> _EXERCISE DETAILS_: Output the listing below, keeping each line exactly as it stands.
━━━ INPUT FOR THIS TASK
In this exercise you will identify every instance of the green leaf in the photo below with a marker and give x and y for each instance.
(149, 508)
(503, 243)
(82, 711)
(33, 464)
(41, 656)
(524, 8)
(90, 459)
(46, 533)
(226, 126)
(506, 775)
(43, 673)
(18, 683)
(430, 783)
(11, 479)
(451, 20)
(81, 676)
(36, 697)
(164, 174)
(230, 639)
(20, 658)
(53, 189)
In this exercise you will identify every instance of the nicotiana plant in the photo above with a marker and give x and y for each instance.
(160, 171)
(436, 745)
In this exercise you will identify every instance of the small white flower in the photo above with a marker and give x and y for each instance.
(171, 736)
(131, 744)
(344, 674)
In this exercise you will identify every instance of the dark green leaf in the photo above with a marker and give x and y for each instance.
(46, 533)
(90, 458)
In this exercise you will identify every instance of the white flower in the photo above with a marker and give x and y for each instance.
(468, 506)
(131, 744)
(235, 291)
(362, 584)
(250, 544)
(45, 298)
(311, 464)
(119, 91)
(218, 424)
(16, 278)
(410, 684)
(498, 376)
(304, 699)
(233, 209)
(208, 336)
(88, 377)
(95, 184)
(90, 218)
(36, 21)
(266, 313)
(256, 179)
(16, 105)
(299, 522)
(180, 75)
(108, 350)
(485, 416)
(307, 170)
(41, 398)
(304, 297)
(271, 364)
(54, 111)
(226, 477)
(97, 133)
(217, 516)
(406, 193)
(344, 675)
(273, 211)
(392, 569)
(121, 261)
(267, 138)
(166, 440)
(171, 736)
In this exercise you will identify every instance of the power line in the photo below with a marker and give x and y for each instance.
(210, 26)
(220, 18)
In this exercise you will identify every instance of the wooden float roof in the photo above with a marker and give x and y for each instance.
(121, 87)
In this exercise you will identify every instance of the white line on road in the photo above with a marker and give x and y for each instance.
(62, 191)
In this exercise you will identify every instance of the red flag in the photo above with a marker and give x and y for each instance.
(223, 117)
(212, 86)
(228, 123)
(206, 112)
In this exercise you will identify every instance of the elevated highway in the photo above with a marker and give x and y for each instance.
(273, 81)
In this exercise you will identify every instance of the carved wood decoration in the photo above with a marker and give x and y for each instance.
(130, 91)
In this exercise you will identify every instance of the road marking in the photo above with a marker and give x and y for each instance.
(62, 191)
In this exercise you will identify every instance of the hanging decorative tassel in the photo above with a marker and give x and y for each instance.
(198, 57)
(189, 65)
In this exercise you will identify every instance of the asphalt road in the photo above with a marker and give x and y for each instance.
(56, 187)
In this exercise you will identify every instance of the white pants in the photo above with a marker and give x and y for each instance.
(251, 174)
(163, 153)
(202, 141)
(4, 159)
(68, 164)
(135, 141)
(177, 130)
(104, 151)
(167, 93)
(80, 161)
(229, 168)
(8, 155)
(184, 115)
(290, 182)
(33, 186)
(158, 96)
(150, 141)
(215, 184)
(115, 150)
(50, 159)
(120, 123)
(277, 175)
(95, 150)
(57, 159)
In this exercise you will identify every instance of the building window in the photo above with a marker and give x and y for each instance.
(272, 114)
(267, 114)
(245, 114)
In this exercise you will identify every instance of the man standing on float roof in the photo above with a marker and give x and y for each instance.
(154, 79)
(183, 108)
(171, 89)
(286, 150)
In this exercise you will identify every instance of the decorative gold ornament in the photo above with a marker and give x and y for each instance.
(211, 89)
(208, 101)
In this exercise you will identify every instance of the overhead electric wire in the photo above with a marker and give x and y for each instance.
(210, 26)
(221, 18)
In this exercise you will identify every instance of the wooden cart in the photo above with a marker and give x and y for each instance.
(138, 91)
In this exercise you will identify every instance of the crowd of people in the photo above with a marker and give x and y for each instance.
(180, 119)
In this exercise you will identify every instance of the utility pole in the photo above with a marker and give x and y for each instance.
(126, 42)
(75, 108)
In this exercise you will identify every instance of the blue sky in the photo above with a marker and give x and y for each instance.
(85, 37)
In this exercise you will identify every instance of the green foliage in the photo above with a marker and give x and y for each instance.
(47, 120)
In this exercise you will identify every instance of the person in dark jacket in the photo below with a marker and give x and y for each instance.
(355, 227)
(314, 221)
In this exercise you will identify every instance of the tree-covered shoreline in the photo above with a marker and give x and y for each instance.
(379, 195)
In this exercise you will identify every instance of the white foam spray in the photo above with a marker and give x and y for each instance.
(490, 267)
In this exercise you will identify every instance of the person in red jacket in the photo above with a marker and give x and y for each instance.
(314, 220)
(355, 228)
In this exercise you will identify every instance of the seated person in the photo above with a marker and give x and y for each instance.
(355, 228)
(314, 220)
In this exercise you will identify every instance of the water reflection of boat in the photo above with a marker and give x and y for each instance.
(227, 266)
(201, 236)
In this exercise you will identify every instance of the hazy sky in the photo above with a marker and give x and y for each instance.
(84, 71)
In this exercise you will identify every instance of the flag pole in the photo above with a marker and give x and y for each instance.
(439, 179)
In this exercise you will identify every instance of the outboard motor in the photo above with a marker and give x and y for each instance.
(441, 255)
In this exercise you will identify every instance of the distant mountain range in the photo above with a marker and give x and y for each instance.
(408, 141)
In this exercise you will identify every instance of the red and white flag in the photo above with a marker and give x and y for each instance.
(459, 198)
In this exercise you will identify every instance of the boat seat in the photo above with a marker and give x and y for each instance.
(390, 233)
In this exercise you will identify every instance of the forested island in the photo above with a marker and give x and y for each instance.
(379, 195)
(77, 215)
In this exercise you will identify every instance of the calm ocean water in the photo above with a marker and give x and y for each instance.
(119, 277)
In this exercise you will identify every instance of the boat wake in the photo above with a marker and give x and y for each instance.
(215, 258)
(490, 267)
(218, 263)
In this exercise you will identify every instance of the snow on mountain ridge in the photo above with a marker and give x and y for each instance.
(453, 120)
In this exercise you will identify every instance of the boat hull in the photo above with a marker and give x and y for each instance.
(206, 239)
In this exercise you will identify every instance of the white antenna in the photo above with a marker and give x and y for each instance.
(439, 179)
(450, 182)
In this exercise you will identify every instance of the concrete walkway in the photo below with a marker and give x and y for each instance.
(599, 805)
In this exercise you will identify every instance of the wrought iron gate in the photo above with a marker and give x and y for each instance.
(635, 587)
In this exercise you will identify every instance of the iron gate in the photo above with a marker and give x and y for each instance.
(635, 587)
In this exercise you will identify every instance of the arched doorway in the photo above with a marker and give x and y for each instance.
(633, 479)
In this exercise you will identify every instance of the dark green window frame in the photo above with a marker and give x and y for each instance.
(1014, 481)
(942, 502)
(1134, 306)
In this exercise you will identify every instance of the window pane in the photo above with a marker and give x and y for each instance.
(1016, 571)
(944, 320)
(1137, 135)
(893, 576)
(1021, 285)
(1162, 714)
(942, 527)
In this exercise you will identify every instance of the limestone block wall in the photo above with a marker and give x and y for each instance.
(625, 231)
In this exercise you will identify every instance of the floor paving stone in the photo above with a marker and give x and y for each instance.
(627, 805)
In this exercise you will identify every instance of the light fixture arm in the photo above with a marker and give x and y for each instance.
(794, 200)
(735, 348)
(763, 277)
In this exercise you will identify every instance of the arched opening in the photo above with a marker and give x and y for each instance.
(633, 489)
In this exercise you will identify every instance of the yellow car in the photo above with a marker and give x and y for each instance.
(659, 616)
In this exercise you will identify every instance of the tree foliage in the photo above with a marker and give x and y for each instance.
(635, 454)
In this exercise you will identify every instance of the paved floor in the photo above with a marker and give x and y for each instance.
━━━━━━
> _SOLUTION_:
In this exercise you will identify every instance of the green leaf in the photo below with a marker and give x and y for each instance.
(149, 508)
(503, 243)
(82, 711)
(33, 464)
(41, 656)
(524, 8)
(90, 459)
(46, 533)
(226, 126)
(506, 775)
(43, 673)
(18, 683)
(430, 783)
(11, 479)
(451, 20)
(81, 676)
(36, 697)
(164, 174)
(230, 639)
(20, 658)
(53, 189)
In this exercise you will identify every instance of the nicotiana plant in the photo above with a marker and give x and y for each instance.
(160, 171)
(436, 745)
In this exercise you will identify every instance of the small white flower in the photo above with a marker and give x and y for each instance.
(171, 736)
(131, 744)
(344, 674)
In this exercise you will identify every instance of the dark green leaf in the photo above with a marker and give x and y for each instance.
(46, 533)
(90, 458)
In this exercise you will identify every instance of the white flower in the photo above with a marker and give x and y for each instance.
(468, 506)
(131, 744)
(235, 291)
(362, 584)
(250, 544)
(45, 298)
(311, 464)
(119, 91)
(218, 424)
(16, 278)
(410, 684)
(498, 376)
(304, 699)
(233, 209)
(208, 336)
(88, 377)
(95, 184)
(90, 218)
(36, 21)
(266, 313)
(256, 179)
(16, 105)
(299, 522)
(180, 75)
(108, 350)
(485, 416)
(307, 170)
(41, 398)
(304, 297)
(271, 364)
(54, 111)
(226, 477)
(97, 133)
(217, 516)
(406, 193)
(344, 675)
(273, 211)
(392, 569)
(121, 261)
(267, 138)
(166, 440)
(171, 736)
In this exercise you will identify every instance of the power line in the photo below with a marker and give x and y for each instance.
(210, 26)
(220, 18)
In this exercise you will identify every instance of the wooden float roof in the photo above with a marker and give x and y for each instance.
(121, 87)
In this exercise you will identify every instance of the white line on road in the photo above with a marker and give x and y for each instance.
(62, 191)
In this exercise you will identify every instance of the red flag in the photo above with a marker and give x and y for each instance.
(223, 117)
(212, 86)
(228, 123)
(206, 112)
In this exercise you will identify every instance of the elevated highway in the photo above with a marker and give x and y for each instance.
(273, 81)
In this exercise you will identify every instance of the carved wood decoration in the photo above with a marker and give x and y for each instance.
(130, 91)
In this exercise you will identify every instance of the road marking in the photo above with a marker and give x and y for each instance.
(62, 191)
In this exercise you will identify every instance of the hanging decorative tassel in the photo above with a marker and give x and y for each instance.
(198, 57)
(189, 65)
In this exercise you will identify every instance of the asphalt road in the photo above with a marker and give x and y for each instance.
(56, 187)
In this exercise you will identify every instance of the white pants in the photo above with a marker and give x and y for each instance.
(251, 174)
(163, 153)
(202, 141)
(4, 159)
(68, 164)
(135, 141)
(177, 130)
(104, 151)
(167, 93)
(80, 161)
(229, 168)
(8, 155)
(184, 115)
(290, 182)
(33, 186)
(158, 96)
(150, 141)
(215, 184)
(115, 150)
(50, 159)
(120, 123)
(277, 175)
(95, 150)
(57, 159)
In this exercise you will identify every instance of the building window in the photo above with a marker and give x and y for each instance.
(272, 114)
(267, 114)
(245, 114)
In this exercise you will identify every instance of the man standing on float roof in the photo above with a marker and give x and y for each instance.
(154, 79)
(183, 108)
(171, 89)
(286, 150)
In this exercise you will identify every instance of the decorative gold ornament in the photo above with a marker and give x and y for each instance.
(211, 89)
(208, 101)
In this exercise you will identify every instance of the overhead electric wire in the photo above with a marker and give x and y for each instance.
(210, 26)
(221, 18)
In this exercise you will identify every instance of the wooden cart in the photo above with a marker and give x and y for each instance.
(138, 91)
In this exercise you will identify every instance of the crowd of people in the photo above with a marker and give x and y for each instance.
(180, 119)
In this exercise you will identify every instance of the utility pole in the photo above with a marker and give x and y for each instance.
(126, 42)
(75, 108)
In this exercise you will identify every instance of the blue sky in the photo above with a marker and give x and y for each instance.
(85, 37)
In this exercise you will identify every instance of the green foliage in the photo above with a marker and give x and y for each instance.
(47, 120)
In this exercise you will identify every instance of the person in dark jacket in the photo below with a marker and give x and y for each instance.
(355, 227)
(314, 221)
In this exercise you will identify every instance of the tree-covered shoreline in the photo above with a marker and give x and y for each instance.
(379, 195)
In this exercise you will identify every instance of the white foam spray in the photo above with a marker and give x and y for each instance.
(490, 267)
In this exercise you will identify every instance of the person in red jacket in the photo above with a marker and give x and y for each instance.
(314, 220)
(355, 228)
In this exercise you will identify every instance of the seated person in the photo above with a marker and give x and y for each instance.
(355, 228)
(314, 220)
In this exercise you will identify every instance of the water reflection of boat in the photo above with a marker and give x and y for each instance.
(227, 266)
(201, 236)
In this exercise you will identify every instance of the hazy sky in the photo above with a marker and give x and y for each instance.
(84, 71)
In this exercise you will identify every instance of the flag pole in the photo above with a marker and give x and y for each instance.
(439, 179)
In this exercise you will identify every instance of the outboard motor in the photo above with a marker and give x and y for each instance.
(441, 255)
In this exercise you will identify every instance of the distant mountain range in the photo above with a marker and give x and y for each instance.
(408, 141)
In this exercise you will identify every instance of the red and white flag in the photo above with a marker and give x and y for each instance.
(459, 198)
In this exercise you will identify every instance of the boat seat in the photo above with a marker and give x and y for each instance.
(390, 233)
In this exercise you will identify every instance of the forested island in the photo above with a marker and give x and y for each instance.
(379, 195)
(77, 215)
In this exercise you will identify every instance of the calm ocean water in the photo above with a marker and give x and y for each instance.
(119, 277)
In this exercise you will identify every instance of the boat wake in the photo above with a marker and give x and y for each instance.
(215, 258)
(490, 267)
(218, 263)
In this exercise you will identify every instance of the snow on mountain ridge in the photo above with a marker and give x and y for each instance.
(453, 120)
In this exercise you will identify every instance of the boat hull in the photo above with a marker and give x and y for each instance.
(206, 239)
In this exercise you will identify every instance of the white antenna in the photo above with a marker and give x and y for each instance.
(439, 179)
(450, 182)
In this exercise you will identify every instance of the concrete walkway in the photo below with a marker and give x and y for each instance.
(599, 805)
In this exercise you will identify every instance of the wrought iron gate in the photo above with a marker and give x and y for each instance.
(635, 587)
In this exercise you will identify every instance of the iron gate in the photo above with a marker and give x and y for each instance.
(635, 587)
In this exercise you will identify every instance of the arched doorway in the photo above with a marker and give x and y for each instance.
(633, 479)
In this exercise you will identify every instance of the dark green window frame in the photo above with a marker and give x and y for each instance.
(1014, 481)
(942, 502)
(1134, 306)
In this exercise you will identify every instance of the window pane in the photo above with a marker and give x and y for each instance.
(1016, 571)
(944, 320)
(1137, 135)
(893, 576)
(1021, 285)
(1162, 714)
(942, 527)
In this exercise you will identify every instance of the limestone block wall in the photo above with a marker and give x and y for each instance.
(625, 231)
In this exercise you will identify every instance of the floor paving stone in the photo above with a marker and give x and y for each instance.
(627, 805)
In this exercise you will identify every instance of the light fixture arm in the photo above with a marker and give x and y for each instance.
(794, 200)
(735, 348)
(763, 277)
In this exercise you will identify every instance of the arched opening in the photo above with a marker and give x and y for each instance.
(633, 489)
In this exercise you will identify every instance of the yellow car in the photo above with a marker and give x and y for each instance.
(659, 616)
In this exercise you will identify every instance of the tree foliage in the photo above with a marker and give x and y for each instance.
(635, 454)
In this exercise you will identify every instance of the paved floor in the photo above with a marker and give x and y for each instance.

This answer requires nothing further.